*Prova tu*.
Riprendi il testo sulla mostra del robot Ai-Da e proseguilo dopo l'ultima frase riportata.

*Testo estratto*.
────

Il robot-artista dotato di intelligenza artificiale è protagonista di una mostra personale presso l’Annka Kultys Gallery. Il titolo dell’esposizione Do Robots Dream of Electric Bees? è un citazione del celebre libro di Philip K. Dick che probabilmente ne sarebbe stato entusiasta.
L’ideatore Aidan Meller ha definito Ai-Da come “primo robot artista ultra-realistico al mondo” oltre ad essere esso stesso un’opera arte senza, ovviamente, saperlo. Nella produzione di un artista androide all’avanguardia, il progetto Ai-Da pone immediatamente domande che richiamano i temi affrontati da Dick, come ad esempio: quanto è vicina l’attuale tecnologia AI alle capacità umane? C’è qualcosa di veramente unico nell’umanità o siamo solo macchine biologiche? Cos’è la creatività? E l’arte robotica e l’arte umana sono distinguibili?
La produzione di Ai-Da è composta da opere pittoriche, sculture e video. Il modo in cui è stato sviluppata l’intelligenza dell’androide ne vuole evidenziare le potenzialità benefiche e e creative, fornendo allo stesso contemporaneamente un veicolo per esplorare le sfaccettate e complesse sfide del tardo-capitalismo, come il riscaldamento globale, le estinzioni di massa, la perdita sempre più veloce di bio-diversità e il degrado sociale dovuto allo sfruttamento lavorativo. Tutta l’esposizione ruota così attorno a queste tematiche, dai dipinti che si ricollegano al riscaldamento degli oceani e alla scultura Rulina Apis che raffigura un ape robotica, ancora una citazione di Do Robots Dream of Electric Bees? e uno spunto di riflessione sul ruolo fondamentale che svolgono questi animali così preziosi a rischio estinzione. Shattered Space: Naokae I Thalassa Doria è un citazione della performance di Yoko Ono, Cut Piece del 1964, in cui Ono sedeva da sola sul palco di fronte a un paio di forbici nel suo abito migliore e il pubblico poteva avvicinarsi a lei e tagliare pezzi del suo abito e della sua biancheria intima. Anche Ai-Da si è messo a disposizione del pubblico registrando la performance, in questo caso però il pubblico doveva vestire il suo corpo “nudo”. Al di là della dimensione apparentemente giocosa di questa performance il lavoro è invito a riflettere su come appariamo al pubblico, a quanto siamo liberi di esprimerci, a come la nostre scelte siano condizionate e ristrette.

────

*Dati registrati*.
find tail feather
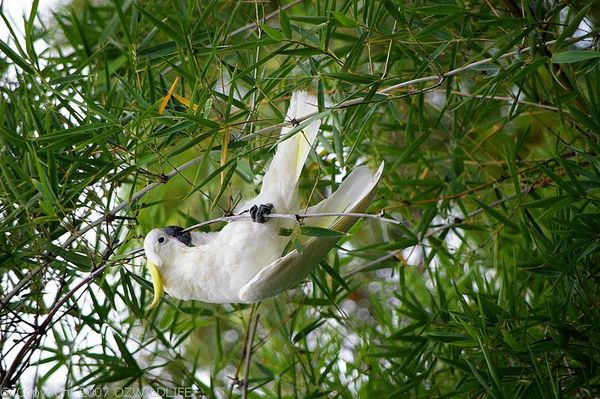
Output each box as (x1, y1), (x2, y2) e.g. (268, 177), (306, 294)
(260, 91), (321, 206)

────

*Risposta sotto*.
Le domande e le riflessioni che pone il progetto sono infinite: da un lato troviamo le opere stesse che fanno emergere alcune delle criticità più importanti del nostro tempo, dall’altro l’artista stesso è un enorme quesito. Probabilmente il mistero siamo noi, e il più grosso dubbio che ci portiamo dentro è la nostra coscienza. Questa entità astratta di cui non sappiamo niente, di cui gli scienziati non sanno spiegare lo sviluppo, la nascita e la funzione. Un volta capito il nostro mistero sarà più facile sapere se siamo così speciali oppure no.